PASSAGE TO READ →
○ ○ ○ ○ ○

Statistics APIs

Contents

  1. General Statistics Functions
  2. Stats::Group - Statistics Container
  3. Stats Flags
  4. Statistic Classes
  5. Appendix: Migrating to the new style of tracking statistics

General Statistics Functions

Function signatures Descriptions
void Stats::dump() Dump all stats to registered outputs, e.g. stats.txt.
void Stats::reset() Reset stats.

Stats::Group - Statistics Container

Typically, a statistic object can be placed in any SimObject as a class variable. However, a recent update addresses the hierarchical nature of SimObject ‘s in gem5, which in turns makes the statistics of the objects hierarchical. The update introduces the Stats::Group class, which is a statistics container and is aware of the hierarchical structure of SimObject’s. Ideally, this container should contain all stats in a SimObject.

Note: If you decide to use a Stats::Group struct inside of a SimObject, there are typically two ways of doing this:

Stats::Group macros

#define ADD_STAT(n, ...) n(this, # n, __VA_ARGS__)

Convenience macro to add a stat to a statistics group.

This macro is used to add a stat to a Stats::Group in the initilization list in the Group’s constructor. The macro automatically assigns the stat to the current group and gives it the same name as in the class. For example:

struct MyStats : public Stats::Group
{
    Stats::Scalar scalar0;
    Stats::Scalar scalar1;

    Group()
        : ADD_STAT(scalar0, "Description of scalar0"),       // equivalent to scalar0(this, "scalar0", "Description of scalar0"), where scalar0 has the follwing constructor
                                                             // Stats::Scalar(Group *parent = nullptr, const char *name = nullptr, const char *desc = nullptr)
          scalar1(this, "scalar1", "Description of scalar1")
     {
     }
};

Stats::Group functions

Group(Group *parent, const char *name = nullptr)

Construct a new statistics group.

The constructor takes two parameters, a parent and a name. The parent group should typically be specified. However, there are special cases where the parent group may be null. One such special case is SimObjects where the Python code performs late binding of the group parent.

If the name parameter is NULL, the group gets merged into the parent group instead of creating a sub-group. Stats belonging to a merged group behave as if they have been added directly to the parent group.

virtual void regStats()

Callback to set stat parameters.

This callback is typically used for complex stats (e.g., distributions) that need parameters in addition to a name and a description. In the case stats objects cannot be initilalized in the constructor (such as the stats that keep track of the bus masters, which only can be discovered after the entire system is instantiated). Stat names and descriptions should typically be set from the constructor using the ADD_STAT macro.

virtual void resetStats()

Callback to reset stats.

virtual void preDumpStats()

Callback before stats are dumped. This can be overridden by objects that need to perform calculations in addition to the capabiltiies implemented in the stat framework.

void addStat(Stats::Info *info)

Register a stat with this group. This method is normally called automatically when a stat is instantiated.

○ ○ ○ ○ ○

SET EXERCISE A → Turn the entries starting at the line that contains "In this exercise you will indicate the pile" and ending at the line that contains "[(40, 528)]" into a numbered list, leaving out any blank lines.

○ ○ ○ ○ ○

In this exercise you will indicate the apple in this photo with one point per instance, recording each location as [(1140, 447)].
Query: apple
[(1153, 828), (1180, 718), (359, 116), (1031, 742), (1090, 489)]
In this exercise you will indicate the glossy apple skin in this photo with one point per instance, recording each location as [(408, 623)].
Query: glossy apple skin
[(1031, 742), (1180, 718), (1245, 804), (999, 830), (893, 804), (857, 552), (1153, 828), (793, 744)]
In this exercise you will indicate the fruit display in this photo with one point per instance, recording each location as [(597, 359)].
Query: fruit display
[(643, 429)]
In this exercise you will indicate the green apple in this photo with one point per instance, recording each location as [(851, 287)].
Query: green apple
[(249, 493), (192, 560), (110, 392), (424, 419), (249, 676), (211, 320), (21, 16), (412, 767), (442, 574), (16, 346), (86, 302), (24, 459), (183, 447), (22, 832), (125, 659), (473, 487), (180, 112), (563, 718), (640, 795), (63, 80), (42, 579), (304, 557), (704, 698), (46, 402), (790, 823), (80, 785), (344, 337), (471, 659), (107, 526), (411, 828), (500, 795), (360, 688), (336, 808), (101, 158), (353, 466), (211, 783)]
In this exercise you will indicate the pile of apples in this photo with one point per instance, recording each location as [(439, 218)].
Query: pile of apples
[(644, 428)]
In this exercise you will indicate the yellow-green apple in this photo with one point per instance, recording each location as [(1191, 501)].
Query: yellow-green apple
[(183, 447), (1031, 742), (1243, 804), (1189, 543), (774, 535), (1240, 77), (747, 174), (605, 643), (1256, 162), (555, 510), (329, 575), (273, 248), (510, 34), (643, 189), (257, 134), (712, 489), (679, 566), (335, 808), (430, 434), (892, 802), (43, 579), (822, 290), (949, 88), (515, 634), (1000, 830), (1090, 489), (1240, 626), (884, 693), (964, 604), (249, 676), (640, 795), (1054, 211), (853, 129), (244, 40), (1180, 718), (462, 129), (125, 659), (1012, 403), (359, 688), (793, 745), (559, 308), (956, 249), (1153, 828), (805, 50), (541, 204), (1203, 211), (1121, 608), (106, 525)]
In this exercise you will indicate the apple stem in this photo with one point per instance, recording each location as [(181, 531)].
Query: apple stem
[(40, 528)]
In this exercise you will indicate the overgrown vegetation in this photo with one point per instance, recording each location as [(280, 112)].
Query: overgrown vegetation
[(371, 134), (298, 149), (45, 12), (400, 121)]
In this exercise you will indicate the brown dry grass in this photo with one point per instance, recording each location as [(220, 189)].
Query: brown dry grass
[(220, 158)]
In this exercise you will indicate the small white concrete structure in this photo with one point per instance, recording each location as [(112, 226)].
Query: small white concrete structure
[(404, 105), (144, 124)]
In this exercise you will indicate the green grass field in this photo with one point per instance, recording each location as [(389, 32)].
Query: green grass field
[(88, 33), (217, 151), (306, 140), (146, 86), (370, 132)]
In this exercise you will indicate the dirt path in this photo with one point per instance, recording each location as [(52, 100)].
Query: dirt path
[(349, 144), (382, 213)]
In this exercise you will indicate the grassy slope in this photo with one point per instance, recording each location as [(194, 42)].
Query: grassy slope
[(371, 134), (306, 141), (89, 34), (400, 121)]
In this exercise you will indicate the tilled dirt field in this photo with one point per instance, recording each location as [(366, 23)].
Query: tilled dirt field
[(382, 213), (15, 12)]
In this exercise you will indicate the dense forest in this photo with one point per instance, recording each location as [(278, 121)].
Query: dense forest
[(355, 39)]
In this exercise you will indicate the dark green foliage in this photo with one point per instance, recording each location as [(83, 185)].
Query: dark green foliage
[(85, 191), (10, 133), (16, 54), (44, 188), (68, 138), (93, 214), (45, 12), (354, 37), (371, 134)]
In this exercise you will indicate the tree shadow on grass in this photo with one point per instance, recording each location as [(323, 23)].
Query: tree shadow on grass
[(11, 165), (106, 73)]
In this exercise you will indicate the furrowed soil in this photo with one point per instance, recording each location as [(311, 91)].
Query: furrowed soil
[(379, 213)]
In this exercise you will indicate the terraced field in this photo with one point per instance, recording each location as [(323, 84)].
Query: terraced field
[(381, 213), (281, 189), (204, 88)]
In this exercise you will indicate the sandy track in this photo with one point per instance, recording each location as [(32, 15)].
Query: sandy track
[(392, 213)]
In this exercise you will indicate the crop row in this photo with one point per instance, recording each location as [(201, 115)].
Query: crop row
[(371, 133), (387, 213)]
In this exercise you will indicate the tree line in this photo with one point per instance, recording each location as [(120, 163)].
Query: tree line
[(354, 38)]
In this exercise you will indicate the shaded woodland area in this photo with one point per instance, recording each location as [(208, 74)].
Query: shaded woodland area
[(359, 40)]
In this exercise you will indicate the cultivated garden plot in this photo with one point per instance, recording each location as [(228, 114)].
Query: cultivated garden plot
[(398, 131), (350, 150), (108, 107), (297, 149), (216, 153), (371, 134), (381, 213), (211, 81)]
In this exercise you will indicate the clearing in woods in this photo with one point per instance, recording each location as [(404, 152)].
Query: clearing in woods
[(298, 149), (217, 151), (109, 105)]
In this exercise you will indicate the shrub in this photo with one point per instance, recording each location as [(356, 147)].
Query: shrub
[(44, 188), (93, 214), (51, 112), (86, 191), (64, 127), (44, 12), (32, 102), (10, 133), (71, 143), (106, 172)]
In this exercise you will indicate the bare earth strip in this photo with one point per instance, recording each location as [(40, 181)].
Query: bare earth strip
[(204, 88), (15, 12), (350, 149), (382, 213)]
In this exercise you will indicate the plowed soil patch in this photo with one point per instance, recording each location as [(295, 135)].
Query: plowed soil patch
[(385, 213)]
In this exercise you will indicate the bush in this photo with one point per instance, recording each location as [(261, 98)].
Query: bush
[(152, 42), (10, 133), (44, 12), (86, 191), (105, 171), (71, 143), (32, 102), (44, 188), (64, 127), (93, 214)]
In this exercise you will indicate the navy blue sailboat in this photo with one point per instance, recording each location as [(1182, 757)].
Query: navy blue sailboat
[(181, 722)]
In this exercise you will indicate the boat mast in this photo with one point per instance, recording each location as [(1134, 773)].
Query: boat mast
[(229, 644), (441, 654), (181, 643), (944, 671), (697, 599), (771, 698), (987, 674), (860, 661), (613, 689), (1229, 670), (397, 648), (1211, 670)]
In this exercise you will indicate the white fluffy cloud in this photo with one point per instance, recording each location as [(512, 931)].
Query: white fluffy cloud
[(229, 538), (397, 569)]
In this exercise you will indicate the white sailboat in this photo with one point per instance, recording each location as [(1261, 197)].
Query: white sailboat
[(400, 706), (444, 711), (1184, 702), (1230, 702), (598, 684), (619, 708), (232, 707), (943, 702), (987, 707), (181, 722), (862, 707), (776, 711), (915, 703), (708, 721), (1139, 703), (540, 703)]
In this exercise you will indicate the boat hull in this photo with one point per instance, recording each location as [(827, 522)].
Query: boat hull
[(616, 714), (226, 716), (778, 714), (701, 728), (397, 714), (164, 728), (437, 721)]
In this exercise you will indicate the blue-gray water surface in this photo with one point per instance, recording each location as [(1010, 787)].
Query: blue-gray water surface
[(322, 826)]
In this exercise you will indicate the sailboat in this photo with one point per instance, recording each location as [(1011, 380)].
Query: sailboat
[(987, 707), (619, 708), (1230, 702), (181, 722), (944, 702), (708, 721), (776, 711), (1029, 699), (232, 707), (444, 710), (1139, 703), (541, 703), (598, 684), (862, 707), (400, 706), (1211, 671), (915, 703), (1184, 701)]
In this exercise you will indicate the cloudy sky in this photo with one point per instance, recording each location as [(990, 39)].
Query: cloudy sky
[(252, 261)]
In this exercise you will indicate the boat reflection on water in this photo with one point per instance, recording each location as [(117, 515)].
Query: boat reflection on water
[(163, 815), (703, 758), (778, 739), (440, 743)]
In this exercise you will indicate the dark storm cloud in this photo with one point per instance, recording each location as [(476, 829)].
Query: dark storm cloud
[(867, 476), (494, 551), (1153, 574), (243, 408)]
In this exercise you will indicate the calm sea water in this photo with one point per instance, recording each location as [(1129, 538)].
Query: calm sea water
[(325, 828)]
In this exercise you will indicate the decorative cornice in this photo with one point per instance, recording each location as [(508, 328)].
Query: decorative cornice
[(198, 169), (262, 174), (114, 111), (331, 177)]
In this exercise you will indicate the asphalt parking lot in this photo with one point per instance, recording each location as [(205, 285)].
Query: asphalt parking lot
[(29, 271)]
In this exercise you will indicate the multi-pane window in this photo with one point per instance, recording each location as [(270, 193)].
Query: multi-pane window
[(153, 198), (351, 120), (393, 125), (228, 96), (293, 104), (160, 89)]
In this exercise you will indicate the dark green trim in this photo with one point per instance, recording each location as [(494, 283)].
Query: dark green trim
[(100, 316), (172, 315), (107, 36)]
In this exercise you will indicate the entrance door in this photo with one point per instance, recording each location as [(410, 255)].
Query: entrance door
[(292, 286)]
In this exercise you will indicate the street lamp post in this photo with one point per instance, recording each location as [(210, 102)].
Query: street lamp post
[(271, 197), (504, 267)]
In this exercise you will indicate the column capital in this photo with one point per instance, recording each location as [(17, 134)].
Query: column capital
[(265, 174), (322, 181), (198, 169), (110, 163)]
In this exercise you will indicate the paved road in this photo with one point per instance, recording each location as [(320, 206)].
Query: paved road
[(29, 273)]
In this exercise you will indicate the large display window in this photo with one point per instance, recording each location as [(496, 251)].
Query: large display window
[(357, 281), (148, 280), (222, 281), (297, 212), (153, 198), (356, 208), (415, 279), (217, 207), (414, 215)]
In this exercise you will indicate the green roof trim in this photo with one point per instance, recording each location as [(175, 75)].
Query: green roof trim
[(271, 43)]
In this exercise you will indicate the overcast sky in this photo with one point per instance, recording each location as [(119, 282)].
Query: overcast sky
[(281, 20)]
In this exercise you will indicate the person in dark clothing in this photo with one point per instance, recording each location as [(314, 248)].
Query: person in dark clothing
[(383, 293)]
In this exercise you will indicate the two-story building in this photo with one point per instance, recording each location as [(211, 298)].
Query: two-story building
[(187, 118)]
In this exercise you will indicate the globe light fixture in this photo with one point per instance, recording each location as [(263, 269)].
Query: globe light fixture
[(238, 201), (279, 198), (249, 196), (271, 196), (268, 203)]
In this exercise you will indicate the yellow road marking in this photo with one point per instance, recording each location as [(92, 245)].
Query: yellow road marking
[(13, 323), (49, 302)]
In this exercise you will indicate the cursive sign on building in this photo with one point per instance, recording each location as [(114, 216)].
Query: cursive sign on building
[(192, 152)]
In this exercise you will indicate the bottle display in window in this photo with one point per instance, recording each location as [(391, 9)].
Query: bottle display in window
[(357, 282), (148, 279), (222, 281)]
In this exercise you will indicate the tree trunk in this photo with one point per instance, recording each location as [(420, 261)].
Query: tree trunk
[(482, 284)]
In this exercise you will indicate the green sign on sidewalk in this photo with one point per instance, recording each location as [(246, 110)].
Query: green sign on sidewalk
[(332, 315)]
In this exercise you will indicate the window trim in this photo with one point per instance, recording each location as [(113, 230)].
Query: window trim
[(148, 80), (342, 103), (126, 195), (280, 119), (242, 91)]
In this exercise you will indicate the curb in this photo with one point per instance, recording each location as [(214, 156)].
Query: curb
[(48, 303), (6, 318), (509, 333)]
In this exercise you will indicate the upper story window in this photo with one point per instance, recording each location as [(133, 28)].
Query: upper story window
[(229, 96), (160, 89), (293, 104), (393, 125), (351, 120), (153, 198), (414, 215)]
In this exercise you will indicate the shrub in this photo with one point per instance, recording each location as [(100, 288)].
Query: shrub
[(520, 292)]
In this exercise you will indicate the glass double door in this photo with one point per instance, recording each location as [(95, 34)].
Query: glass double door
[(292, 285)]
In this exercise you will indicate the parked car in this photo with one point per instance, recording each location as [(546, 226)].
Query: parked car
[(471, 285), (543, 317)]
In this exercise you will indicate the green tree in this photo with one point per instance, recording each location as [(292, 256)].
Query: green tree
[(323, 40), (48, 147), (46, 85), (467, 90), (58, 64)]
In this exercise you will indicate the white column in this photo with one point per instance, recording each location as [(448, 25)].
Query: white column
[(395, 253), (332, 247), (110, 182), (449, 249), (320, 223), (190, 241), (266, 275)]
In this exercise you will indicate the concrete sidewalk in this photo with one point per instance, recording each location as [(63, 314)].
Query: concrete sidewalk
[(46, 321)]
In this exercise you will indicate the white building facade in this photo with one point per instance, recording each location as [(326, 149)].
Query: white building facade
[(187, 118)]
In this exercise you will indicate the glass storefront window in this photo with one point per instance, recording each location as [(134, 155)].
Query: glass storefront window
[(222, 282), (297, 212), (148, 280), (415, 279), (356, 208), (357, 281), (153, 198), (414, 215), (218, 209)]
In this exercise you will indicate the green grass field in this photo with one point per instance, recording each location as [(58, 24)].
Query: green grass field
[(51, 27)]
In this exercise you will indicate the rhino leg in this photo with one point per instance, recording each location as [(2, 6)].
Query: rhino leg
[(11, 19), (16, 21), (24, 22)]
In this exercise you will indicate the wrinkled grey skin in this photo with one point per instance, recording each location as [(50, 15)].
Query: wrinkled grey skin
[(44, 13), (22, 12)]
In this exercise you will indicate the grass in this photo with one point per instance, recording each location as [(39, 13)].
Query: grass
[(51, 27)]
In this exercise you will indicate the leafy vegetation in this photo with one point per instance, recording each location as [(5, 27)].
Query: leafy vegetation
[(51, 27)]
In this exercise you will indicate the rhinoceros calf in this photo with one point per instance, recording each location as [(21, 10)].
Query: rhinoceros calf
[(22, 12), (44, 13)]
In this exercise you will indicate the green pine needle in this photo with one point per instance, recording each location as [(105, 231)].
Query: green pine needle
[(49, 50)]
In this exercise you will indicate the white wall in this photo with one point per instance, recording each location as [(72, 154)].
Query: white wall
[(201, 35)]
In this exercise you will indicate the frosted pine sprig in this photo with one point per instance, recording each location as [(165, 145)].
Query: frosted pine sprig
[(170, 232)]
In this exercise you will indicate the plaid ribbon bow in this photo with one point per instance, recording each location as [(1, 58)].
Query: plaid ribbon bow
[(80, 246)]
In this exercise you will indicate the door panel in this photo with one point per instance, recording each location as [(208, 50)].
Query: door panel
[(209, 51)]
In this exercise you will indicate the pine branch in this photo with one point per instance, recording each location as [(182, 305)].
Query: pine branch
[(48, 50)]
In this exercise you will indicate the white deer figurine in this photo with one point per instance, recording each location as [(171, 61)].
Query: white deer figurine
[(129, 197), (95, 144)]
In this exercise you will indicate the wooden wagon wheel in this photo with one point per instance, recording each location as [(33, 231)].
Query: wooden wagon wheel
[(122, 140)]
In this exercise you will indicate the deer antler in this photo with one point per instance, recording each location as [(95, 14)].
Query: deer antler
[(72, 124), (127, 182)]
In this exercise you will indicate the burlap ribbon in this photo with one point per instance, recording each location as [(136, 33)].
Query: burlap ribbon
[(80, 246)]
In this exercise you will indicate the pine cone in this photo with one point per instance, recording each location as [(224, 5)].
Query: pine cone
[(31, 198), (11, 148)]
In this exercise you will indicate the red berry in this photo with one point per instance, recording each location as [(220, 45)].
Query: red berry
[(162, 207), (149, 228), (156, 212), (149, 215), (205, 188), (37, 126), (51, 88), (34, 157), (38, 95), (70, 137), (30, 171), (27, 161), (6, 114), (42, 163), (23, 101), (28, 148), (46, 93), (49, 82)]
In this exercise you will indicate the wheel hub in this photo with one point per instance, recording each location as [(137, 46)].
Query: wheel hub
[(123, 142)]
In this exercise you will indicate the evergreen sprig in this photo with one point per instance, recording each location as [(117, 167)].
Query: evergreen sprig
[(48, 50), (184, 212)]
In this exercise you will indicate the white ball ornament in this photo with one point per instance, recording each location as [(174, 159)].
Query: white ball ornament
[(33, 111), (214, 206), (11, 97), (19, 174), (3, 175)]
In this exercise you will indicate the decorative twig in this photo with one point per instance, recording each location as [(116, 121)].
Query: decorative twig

○ ○ ○ ○ ○

SET EXERCISE B → Reproduce the statistics API text word for word, starting at "#define ADD_STAT(n, ...)" and ending at "char *desc = nullptr)".

COMPLETE RESPONSE A →
1. In this exercise you will indicate the pile of apples in this photo with one point per instance, recording each location as [(439, 218)].
2. Query: pile of apples
3. [(644, 428)]
4. In this exercise you will indicate the yellow-green apple in this photo with one point per instance, recording each location as [(1191, 501)].
5. Query: yellow-green apple
6. [(183, 447), (1031, 742), (1243, 804), (1189, 543), (774, 535), (1240, 77), (747, 174), (605, 643), (1256, 162), (555, 510), (329, 575), (273, 248), (510, 34), (643, 189), (257, 134), (712, 489), (679, 566), (335, 808), (430, 434), (892, 802), (43, 579), (822, 290), (949, 88), (515, 634), (1000, 830), (1090, 489), (1240, 626), (884, 693), (964, 604), (249, 676), (640, 795), (1054, 211), (853, 129), (244, 40), (1180, 718), (462, 129), (125, 659), (1012, 403), (359, 688), (793, 745), (559, 308), (956, 249), (1153, 828), (805, 50), (541, 204), (1203, 211), (1121, 608), (106, 525)]
7. In this exercise you will indicate the apple stem in this photo with one point per instance, recording each location as [(181, 531)].
8. Query: apple stem
9. [(40, 528)]

COMPLETE RESPONSE B →
#define ADD_STAT(n, ...) n(this, # n, __VA_ARGS__)

Convenience macro to add a stat to a statistics group.

This macro is used to add a stat to a Stats::Group in the initilization list in the Group’s constructor. The macro automatically assigns the stat to the current group and gives it the same name as in the class. For example:

struct MyStats : public Stats::Group
{
    Stats::Scalar scalar0;
    Stats::Scalar scalar1;

    Group()
        : ADD_STAT(scalar0, "Description of scalar0"),       // equivalent to scalar0(this, "scalar0", "Description of scalar0"), where scalar0 has the follwing constructor
                                                             // Stats::Scalar(Group *parent = nullptr, const char *name = nullptr, const char *desc = nullptr)